• Directions: Report each line below that contains the word "gold", copying every such line in full.

• Dataset records:
◇ ◇ ◇ ◇

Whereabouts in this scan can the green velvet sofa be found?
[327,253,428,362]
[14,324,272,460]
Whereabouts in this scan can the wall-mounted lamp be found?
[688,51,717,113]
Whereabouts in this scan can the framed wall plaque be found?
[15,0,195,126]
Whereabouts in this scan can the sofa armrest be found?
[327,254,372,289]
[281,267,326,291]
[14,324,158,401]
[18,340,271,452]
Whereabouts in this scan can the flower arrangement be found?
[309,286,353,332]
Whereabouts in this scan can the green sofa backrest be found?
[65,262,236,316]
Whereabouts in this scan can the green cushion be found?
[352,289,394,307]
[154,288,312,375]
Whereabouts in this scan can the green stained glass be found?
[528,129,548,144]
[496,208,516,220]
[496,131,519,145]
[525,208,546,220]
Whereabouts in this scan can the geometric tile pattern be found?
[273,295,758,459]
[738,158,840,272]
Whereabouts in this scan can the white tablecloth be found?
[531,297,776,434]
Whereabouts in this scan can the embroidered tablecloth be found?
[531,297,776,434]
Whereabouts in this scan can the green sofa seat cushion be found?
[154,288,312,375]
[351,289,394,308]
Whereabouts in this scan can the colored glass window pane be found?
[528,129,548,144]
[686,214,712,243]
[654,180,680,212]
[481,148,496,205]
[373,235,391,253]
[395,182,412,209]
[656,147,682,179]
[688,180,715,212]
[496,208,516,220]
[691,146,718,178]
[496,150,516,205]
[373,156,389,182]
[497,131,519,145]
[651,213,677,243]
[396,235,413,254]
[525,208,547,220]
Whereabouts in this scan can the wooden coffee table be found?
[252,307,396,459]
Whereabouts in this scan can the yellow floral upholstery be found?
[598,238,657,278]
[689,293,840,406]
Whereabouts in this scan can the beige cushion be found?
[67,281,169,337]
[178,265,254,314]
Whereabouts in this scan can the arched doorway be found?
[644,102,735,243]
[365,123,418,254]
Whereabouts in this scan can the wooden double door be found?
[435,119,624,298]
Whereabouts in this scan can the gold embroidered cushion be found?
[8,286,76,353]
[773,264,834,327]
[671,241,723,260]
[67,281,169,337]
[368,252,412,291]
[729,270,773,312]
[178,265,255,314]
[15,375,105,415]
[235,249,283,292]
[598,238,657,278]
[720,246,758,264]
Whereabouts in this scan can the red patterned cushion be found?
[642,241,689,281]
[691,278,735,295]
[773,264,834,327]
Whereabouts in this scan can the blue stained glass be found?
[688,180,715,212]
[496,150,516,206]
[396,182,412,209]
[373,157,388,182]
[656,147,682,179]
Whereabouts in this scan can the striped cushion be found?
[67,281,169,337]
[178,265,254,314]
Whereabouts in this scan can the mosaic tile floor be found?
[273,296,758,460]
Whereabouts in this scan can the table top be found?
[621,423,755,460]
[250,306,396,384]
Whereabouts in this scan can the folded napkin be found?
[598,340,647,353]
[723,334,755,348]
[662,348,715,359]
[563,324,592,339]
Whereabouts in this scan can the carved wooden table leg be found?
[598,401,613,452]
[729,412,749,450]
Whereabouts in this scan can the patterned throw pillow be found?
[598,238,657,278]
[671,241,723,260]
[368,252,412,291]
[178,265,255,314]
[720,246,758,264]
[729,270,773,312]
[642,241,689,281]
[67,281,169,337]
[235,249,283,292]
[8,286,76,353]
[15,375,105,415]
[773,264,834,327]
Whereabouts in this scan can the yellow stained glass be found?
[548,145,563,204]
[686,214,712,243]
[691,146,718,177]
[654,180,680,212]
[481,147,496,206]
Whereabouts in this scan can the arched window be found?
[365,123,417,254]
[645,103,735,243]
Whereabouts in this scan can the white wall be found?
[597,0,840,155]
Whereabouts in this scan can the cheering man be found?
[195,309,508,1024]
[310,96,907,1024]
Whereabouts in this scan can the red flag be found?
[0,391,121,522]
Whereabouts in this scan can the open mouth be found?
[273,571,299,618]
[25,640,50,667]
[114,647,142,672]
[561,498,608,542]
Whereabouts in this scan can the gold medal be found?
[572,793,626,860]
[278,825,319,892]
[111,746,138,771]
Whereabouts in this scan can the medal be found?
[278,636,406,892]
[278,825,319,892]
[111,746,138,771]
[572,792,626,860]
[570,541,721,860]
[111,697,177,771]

◇ ◇ ◇ ◇

• Correct answer:
Whereabouts in this scan can the gold embroidered cushion be found?
Whereabouts in this scan can the gold medal be found?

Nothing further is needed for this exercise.